--- Bounding box annotation entries ---
★ ★ ★
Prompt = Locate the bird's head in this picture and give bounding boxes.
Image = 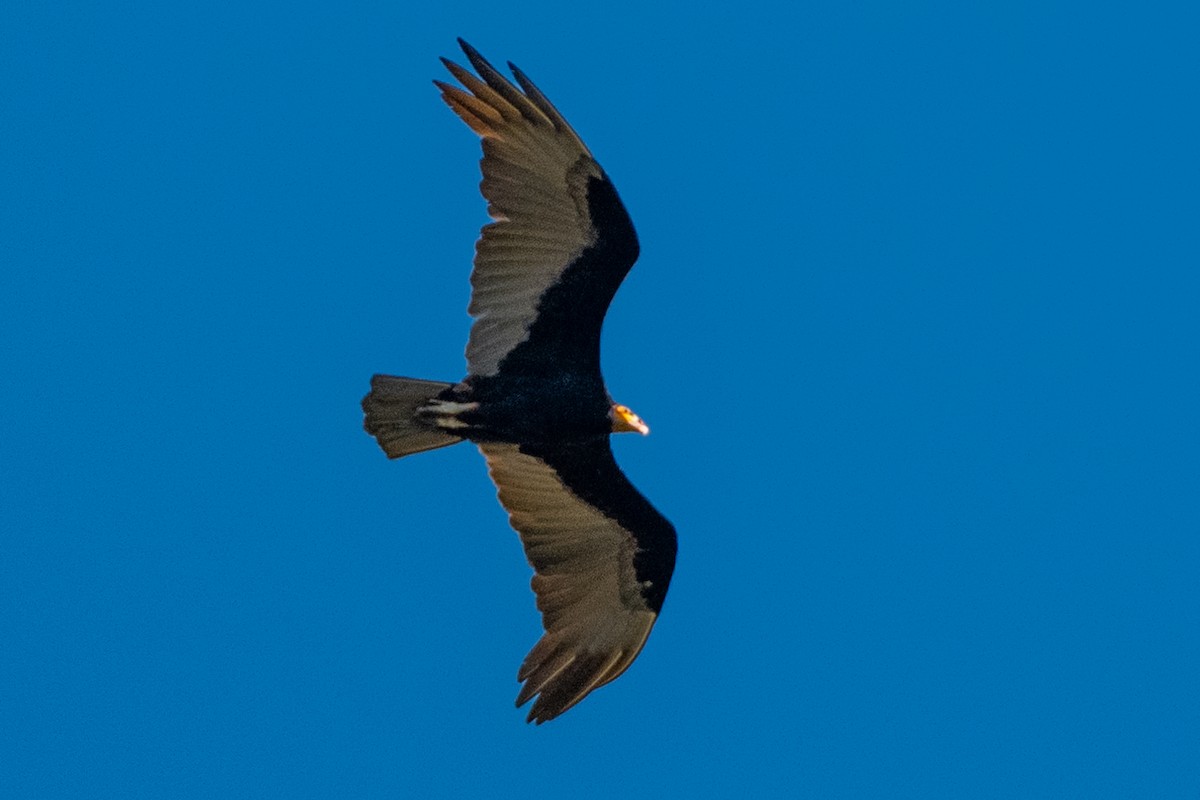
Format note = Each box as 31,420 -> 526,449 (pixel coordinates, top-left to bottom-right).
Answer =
608,403 -> 650,437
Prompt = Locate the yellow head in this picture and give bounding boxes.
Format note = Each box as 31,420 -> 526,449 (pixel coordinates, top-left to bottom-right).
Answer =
608,403 -> 650,437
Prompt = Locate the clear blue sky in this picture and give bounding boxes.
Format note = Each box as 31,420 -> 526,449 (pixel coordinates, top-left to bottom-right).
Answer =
0,0 -> 1200,799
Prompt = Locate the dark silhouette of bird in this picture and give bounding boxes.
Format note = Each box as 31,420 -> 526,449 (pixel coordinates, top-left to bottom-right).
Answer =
362,40 -> 676,723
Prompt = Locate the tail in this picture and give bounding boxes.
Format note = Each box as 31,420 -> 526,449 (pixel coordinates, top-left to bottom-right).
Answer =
362,375 -> 462,458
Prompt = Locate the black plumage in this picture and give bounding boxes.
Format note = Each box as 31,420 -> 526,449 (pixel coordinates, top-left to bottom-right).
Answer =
362,40 -> 676,723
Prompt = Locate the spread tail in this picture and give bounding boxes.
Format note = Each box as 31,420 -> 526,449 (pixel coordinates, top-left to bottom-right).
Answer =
362,375 -> 462,458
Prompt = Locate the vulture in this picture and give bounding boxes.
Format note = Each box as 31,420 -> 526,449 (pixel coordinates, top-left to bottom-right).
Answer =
362,38 -> 676,724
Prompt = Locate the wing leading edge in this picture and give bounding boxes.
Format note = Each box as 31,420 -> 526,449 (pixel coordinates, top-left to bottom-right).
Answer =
479,438 -> 677,723
434,40 -> 638,375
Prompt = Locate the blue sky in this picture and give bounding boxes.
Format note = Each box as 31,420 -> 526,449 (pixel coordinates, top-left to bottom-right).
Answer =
0,0 -> 1200,798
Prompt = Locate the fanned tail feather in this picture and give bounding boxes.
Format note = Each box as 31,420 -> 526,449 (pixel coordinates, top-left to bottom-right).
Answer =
362,375 -> 462,458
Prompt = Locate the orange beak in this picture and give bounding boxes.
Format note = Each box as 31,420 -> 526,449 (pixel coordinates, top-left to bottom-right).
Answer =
612,403 -> 650,437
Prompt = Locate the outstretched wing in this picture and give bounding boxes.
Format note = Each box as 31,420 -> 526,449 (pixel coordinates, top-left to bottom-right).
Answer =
479,437 -> 676,723
434,40 -> 638,375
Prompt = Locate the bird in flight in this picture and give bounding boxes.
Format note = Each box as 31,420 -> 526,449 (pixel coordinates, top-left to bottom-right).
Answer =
362,38 -> 676,724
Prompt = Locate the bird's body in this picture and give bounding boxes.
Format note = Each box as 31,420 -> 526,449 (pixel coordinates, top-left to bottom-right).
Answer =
362,40 -> 676,722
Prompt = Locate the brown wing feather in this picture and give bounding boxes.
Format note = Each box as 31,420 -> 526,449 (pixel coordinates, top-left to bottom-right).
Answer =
434,40 -> 604,375
479,443 -> 674,723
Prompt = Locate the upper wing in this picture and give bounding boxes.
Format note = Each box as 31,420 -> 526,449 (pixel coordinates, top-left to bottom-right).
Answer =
434,40 -> 638,375
479,437 -> 676,723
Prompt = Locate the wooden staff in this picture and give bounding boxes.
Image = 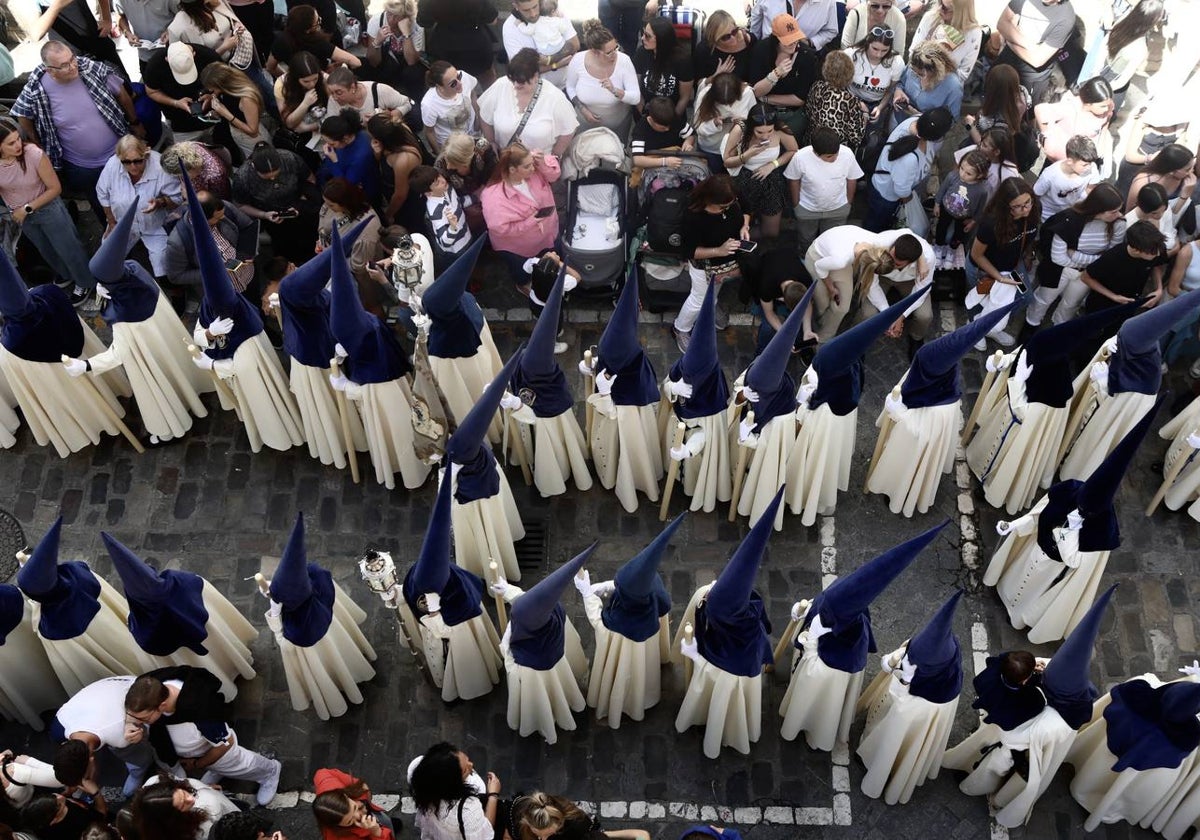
★ ★ ★
Can you put every line of the listing above into a Markdown table with the columns "Row" and "Line", skipping blank lines and leaving out the pictures?

--- ANSWER TO THIS TASK ---
| Row | Line |
|---|---|
| 1 | Prompt = Locate the bird's head in this picture and give bounding boxes. |
| 2 | Image =  |
| 3 | Format note = Each box as 31,420 -> 526,449 (pixel coordinates, top-left to bottom-right). |
| 4 | Answer = |
| 5 | 608,403 -> 650,437 |
| 6 | Prompt = Locate the yellow head in this picture and give bounding boxes. |
| 7 | Format note = Each box as 31,420 -> 526,449 (pixel coordinates, top-left to bottom-right). |
| 8 | Answer = |
| 9 | 608,403 -> 650,437 |
| 10 | Prompt = Locate the clear blue sky in this picture and give bounding boxes. |
| 11 | Format note = Each box as 31,420 -> 526,449 (pixel coordinates, top-left to bottom-right). |
| 12 | Answer = |
| 13 | 0,0 -> 1200,799 |
| 14 | Prompt = Locate the dark silhouette of bird in this picture and give bounding boxes. |
| 15 | Format note = Each box as 31,420 -> 526,449 (pixel coordinates, top-left to bottom-right). |
| 16 | Answer = |
| 17 | 362,40 -> 676,723 |
| 18 | Prompt = Locate the tail in this picture and give bounding boxes. |
| 19 | Format note = Each box as 31,420 -> 526,449 (pixel coordinates, top-left to bottom-right). |
| 20 | Answer = |
| 21 | 362,375 -> 462,458 |
| 22 | Prompt = Locate the black plumage in this picture and give bounding boxes. |
| 23 | Format note = Each box as 31,420 -> 526,449 (pixel coordinates, top-left to bottom-right). |
| 24 | Answer = |
| 25 | 362,40 -> 676,723 |
| 26 | Prompt = Locate the spread tail in this picture and give bounding boxes. |
| 27 | Format note = Each box as 31,420 -> 526,449 (pixel coordinates, top-left to bottom-right). |
| 28 | Answer = |
| 29 | 362,375 -> 462,458 |
| 30 | Prompt = Locate the vulture in this picture and give bounding boxes. |
| 31 | Format note = Each box as 31,420 -> 526,449 (pixel coordinates, top-left to bottom-right). |
| 32 | Answer = |
| 33 | 362,38 -> 676,724 |
| 34 | Prompt = Locate the wing leading edge in this picture and give bounding boxes. |
| 35 | Format note = Each box as 31,420 -> 526,449 (pixel coordinates, top-left to bottom-right). |
| 36 | Answer = |
| 37 | 479,438 -> 677,723 |
| 38 | 434,40 -> 638,375 |
| 39 | Prompt = Locate the blue sky in this picture and give bounding boxes. |
| 40 | Format note = Each box as 31,420 -> 526,449 (pixel coordinates, top-left to bottom-right). |
| 41 | Answer = |
| 42 | 0,0 -> 1200,798 |
| 43 | Prompt = Locate the fanned tail feather in this picture and give bounding boxes. |
| 44 | Format note = Each box as 31,420 -> 526,449 (pixel coordinates, top-left to bottom-right). |
| 45 | Answer = |
| 46 | 362,375 -> 462,458 |
| 47 | Prompt = Locate the orange beak in this picture and give bounding boxes. |
| 48 | Format note = Each box as 31,420 -> 526,449 (pixel coordinates, top-left to bottom-right). |
| 49 | Answer = |
| 50 | 612,403 -> 650,437 |
| 51 | Prompt = Locate the outstretched wing in this picture and give bounding boxes. |
| 52 | Format note = Each box as 31,420 -> 526,449 (pixel coordinates, top-left to bottom-right). |
| 53 | Answer = |
| 54 | 479,437 -> 676,723 |
| 55 | 434,40 -> 638,375 |
| 56 | Prompt = Locate the bird in flight in this picture and give bounding boxes. |
| 57 | Format note = Each box as 31,420 -> 526,449 (pixel coordinates, top-left to bottom-right). |
| 58 | Answer = |
| 59 | 362,38 -> 676,724 |
| 60 | Prompt = Locate the bird's body in this picture and give bounding boxes. |
| 61 | Format note = Each box as 31,420 -> 526,449 (pixel coordinates, top-left to bottom-right). |
| 62 | Answer = |
| 63 | 362,40 -> 676,722 |
| 64 | Prompt = Locate the brown wing feather in this picture and give bounding boxes. |
| 65 | Format note = Each box as 31,420 -> 526,449 (pixel coordinates, top-left to bottom-right). |
| 66 | Answer = |
| 67 | 434,40 -> 604,375 |
| 68 | 479,443 -> 674,723 |
| 69 | Prompt = Locate the upper wing in this picture and give bounding boxes. |
| 70 | Format note = Each box as 31,420 -> 526,449 (pixel coordinates, top-left to bottom-right). |
| 71 | Answer = |
| 72 | 434,40 -> 638,375 |
| 73 | 479,437 -> 676,723 |
| 74 | Prompt = Locate the wooden staff in this picture and give bounding boxes. |
| 75 | Image =  |